YOUR INSTRUCTIONS: Filter the lines below, keeping each one that holds "blue".

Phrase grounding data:
------------------------------

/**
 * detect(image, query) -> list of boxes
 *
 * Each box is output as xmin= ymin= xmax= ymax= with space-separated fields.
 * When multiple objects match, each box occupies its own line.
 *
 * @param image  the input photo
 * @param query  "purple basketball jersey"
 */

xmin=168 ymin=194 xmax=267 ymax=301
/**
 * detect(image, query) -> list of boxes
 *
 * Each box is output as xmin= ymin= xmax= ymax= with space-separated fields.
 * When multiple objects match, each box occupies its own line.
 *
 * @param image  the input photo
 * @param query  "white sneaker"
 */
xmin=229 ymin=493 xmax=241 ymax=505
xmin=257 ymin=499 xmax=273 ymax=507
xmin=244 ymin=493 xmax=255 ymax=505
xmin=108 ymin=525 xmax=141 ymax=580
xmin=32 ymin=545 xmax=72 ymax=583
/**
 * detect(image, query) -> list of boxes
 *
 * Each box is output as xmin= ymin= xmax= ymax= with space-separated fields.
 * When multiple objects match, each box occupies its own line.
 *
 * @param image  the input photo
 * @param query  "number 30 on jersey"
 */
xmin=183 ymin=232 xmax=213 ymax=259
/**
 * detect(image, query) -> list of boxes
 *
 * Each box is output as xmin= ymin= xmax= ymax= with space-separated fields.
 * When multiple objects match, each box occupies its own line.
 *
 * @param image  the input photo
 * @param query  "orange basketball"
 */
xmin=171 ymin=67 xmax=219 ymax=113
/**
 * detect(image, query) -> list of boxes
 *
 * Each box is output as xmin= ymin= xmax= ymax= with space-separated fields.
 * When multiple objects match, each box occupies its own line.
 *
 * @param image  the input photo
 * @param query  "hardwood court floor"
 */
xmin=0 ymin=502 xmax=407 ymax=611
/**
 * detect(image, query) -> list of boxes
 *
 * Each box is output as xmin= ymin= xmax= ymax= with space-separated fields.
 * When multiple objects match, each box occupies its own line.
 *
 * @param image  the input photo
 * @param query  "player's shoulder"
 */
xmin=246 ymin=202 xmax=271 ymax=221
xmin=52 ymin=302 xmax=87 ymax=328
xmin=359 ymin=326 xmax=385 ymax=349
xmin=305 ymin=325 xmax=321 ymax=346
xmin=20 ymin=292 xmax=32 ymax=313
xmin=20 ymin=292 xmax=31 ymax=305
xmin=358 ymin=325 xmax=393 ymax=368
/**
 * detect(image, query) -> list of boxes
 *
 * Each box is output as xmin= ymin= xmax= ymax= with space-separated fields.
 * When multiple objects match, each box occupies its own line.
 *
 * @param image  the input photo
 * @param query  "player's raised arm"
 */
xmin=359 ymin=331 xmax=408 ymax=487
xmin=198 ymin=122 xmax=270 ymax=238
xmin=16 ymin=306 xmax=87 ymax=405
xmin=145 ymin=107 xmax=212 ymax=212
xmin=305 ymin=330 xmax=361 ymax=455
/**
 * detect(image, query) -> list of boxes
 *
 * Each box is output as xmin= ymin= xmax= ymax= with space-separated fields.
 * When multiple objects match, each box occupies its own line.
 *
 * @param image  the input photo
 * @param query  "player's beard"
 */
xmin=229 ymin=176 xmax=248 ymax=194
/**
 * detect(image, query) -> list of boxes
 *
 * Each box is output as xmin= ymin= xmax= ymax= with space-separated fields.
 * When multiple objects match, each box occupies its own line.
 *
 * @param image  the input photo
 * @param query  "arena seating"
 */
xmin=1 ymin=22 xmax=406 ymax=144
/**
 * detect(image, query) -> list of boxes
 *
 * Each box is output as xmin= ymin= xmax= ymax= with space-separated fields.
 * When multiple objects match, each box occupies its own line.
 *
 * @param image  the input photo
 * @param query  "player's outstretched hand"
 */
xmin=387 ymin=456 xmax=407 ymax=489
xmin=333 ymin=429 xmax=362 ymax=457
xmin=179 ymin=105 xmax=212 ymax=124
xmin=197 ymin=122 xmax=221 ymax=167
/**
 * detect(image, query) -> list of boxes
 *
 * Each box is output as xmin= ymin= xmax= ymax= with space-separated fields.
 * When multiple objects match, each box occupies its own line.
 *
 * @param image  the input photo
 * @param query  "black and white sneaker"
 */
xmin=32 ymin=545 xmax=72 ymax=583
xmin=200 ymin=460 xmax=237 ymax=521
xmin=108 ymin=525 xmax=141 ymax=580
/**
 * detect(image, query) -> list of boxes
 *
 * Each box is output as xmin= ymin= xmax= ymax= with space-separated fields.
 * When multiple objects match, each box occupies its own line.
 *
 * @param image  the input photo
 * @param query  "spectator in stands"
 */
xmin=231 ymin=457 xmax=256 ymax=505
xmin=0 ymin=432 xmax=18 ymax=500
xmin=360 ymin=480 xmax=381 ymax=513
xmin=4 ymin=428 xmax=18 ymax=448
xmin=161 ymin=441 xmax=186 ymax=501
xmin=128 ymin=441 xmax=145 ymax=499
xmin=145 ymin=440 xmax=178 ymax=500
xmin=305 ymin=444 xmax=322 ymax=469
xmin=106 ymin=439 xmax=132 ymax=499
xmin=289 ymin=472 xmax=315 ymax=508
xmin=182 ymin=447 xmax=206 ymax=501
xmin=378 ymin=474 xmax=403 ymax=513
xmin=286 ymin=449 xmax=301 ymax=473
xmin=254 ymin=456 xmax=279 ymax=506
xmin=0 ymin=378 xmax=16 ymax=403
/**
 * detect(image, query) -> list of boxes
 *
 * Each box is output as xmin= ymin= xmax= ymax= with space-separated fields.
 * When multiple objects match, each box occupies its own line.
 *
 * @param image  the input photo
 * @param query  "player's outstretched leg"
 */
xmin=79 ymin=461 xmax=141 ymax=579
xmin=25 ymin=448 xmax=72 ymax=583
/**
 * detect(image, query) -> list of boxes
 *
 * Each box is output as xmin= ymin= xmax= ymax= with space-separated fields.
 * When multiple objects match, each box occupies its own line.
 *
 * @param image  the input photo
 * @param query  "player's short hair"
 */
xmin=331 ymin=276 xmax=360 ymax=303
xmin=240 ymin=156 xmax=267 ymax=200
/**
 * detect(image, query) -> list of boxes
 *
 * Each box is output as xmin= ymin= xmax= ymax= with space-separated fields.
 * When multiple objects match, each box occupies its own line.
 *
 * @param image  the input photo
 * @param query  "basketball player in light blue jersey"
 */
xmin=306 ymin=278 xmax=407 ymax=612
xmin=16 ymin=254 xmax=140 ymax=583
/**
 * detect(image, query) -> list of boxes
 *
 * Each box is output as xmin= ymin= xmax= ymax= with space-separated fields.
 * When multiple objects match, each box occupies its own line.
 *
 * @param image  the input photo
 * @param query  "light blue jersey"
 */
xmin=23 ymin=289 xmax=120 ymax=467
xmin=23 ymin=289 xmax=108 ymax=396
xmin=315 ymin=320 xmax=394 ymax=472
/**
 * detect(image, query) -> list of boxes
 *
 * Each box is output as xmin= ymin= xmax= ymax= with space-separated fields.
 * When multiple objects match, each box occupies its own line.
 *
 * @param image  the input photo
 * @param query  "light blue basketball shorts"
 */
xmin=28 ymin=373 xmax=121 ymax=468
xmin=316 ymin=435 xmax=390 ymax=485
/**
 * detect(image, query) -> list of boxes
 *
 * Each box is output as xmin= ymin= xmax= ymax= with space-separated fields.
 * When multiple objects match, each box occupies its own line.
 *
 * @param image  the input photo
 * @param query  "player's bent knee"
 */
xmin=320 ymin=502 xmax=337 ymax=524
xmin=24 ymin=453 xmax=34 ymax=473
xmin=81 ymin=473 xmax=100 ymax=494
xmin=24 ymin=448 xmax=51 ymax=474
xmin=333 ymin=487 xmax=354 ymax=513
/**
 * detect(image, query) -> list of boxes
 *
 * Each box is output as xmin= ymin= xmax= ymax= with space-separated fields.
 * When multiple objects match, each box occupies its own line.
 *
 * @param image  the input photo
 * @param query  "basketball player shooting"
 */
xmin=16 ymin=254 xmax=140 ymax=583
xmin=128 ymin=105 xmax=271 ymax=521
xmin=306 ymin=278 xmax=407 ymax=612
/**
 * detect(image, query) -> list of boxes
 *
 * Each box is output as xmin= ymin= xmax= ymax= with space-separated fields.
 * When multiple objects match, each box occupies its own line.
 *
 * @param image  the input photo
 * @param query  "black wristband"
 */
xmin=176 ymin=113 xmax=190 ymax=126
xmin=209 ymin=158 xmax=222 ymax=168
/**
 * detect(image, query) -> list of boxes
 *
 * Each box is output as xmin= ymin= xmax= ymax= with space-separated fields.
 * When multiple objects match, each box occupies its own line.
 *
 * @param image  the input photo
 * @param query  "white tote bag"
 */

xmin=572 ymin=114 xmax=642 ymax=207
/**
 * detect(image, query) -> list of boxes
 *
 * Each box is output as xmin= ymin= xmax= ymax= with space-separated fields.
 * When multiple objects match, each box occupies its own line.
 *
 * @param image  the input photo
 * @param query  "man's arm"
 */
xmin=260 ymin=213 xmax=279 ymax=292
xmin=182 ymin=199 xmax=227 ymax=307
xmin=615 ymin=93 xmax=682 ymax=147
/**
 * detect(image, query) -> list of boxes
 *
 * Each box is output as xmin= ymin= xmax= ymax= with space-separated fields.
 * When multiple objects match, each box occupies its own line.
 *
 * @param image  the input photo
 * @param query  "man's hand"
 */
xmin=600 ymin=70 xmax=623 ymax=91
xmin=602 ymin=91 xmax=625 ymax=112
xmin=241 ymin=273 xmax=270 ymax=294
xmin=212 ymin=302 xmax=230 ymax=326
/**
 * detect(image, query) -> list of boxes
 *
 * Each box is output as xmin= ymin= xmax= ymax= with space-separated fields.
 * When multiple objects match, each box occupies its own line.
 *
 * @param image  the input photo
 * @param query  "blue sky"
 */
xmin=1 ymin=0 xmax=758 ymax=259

------------------------------

RESPONSE TO THE TASK:
 * @param query  "basketball player in light blue jersey"
 * @param query  "light blue jersey"
 * @param query  "light blue basketball shorts"
 * @param query  "blue sky"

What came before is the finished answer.